TASK TO CARRY OUT →
Resume the Pentecost sermon below, picking it up after its last sentence and carrying it forward.

TEXT PROVIDED →
•••••

Sermon for the Day of Pentecost
Readings: Acts 2:1–21; Romans 8:14–17 & John 14:8–17
“But you are not in the flesh; you are in the Spirit, since the Spirit of God dwells in you.”(Romans 8:9a NRSV)
With this statement the Apostle Paul identifies a key way in which we, as Christians, are different from people that we might refer to as ‘non-believers’.
Paul also says, “For those who live according to the flesh set their minds on the things of the flesh, but those who live according to the Spirit set their minds on the things of the Spirit.” (Romans 8:5 NRSV)
When he talks of living “according to the flesh”, he isn’t specifically being critical of anyone who has a desire for the material things of this world. Paul thinks that through “the pleasures of the flesh”, we are more likely to succumb to the temptation of sin. Sexual desire, for example, is a perfectly normal human trait, that can lead someone to betray their spouse or partner by having a sexual encounter with another person, which in turn can cause irreparable damage not only to their relationship with their spouse or partner, but also to the lives of others whose lives are interconnected with their relationship; that being family members and friends. In that sense, someone who seeks only to satisfy their own desires, can end up doing great personal harm to both themselves and others.
To “live according to the Spirit”, is to be guided by the wisdom of Jesus that prevents us from doing harm to ourselves and to others. It is to listen to the Spirit of Jesus that lives within each of us. As Paul said, “you are in the Spirit, since the Spirit of God dwells in you”. Paul encourages us to “set our minds on the things of the Spirit”.
Two weeks ago, on the Sixth Sunday of Easter, in the reading from the Gospel of John, Jesus told his disciples that, “Those who love me will keep my word, and my Father will love them, and we will come to them and make our home with them.” (John 14:23 NRSV) He also told them, “I have said these things to you while I am still with you. But the Advocate, the Holy Spirit, whom the Father will send in my name, will teach you everything, and remind you of all that I have said to you.” (John 14:25–26 NRSV) The Holy Spirit will teach us, and remind us of all that Jesus said.

•••••

SOURCE MATERIAL →
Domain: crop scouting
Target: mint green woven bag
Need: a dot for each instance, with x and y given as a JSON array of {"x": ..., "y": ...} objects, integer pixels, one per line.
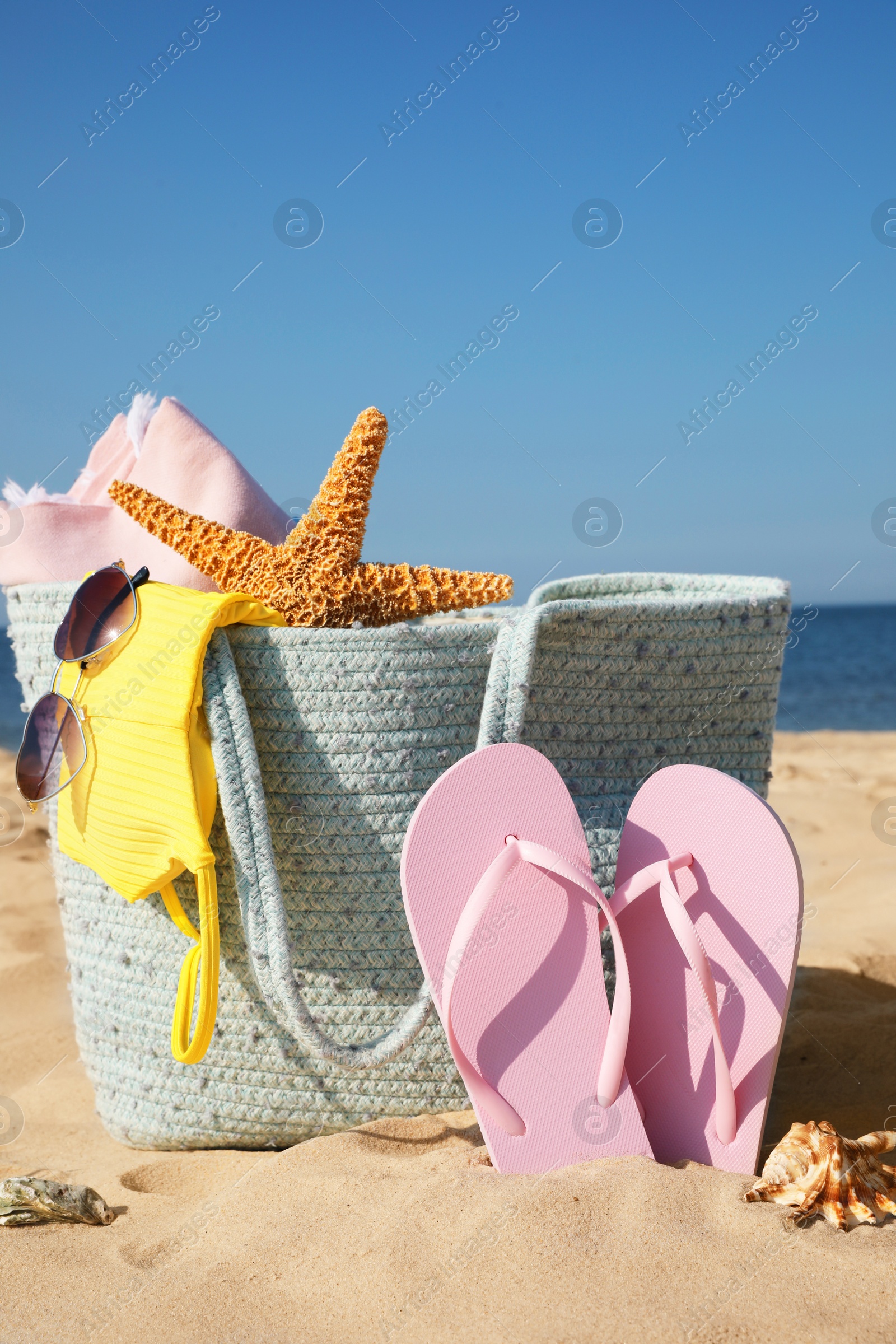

•••••

RESPONSE →
In today’s gospel passage, Jesus tells the disciples that the Holy Spirit is the Spirit of truth, and that those who don’t believe in Jesus can’t receive the Spirit, because they neither see him or know him. They neither see or know the Spirit precisely because they don’t believe in Jesus. But Jesus tells the disciples, “You know him, because he abides with you, and he will be in you.” In other words, Jesus is saying you believe in me and therefore you believe that I have sent the Spirit to you, and you believe that the Spirit is with you. That is true for all disciples of Jesus, including all of us here today.
And today, as we commemorate the Day of Pentecost, we are reminded of the very dramatic and public way in which the first disciples received the gift of the Holy Spirit. Having received the Spirit, each of the disciples was able to speak in another language, the native language of one of those Jews present in Jerusalem that day who had come from the surrounding regions and even farther away to celebrate the Feast of Pentecost. Pentecost is actually a Greek word, meaning the fiftieth day after Passover. And on that day, the people of Israel would bring the first fruits of the wheat harvest, as a grain offering to God.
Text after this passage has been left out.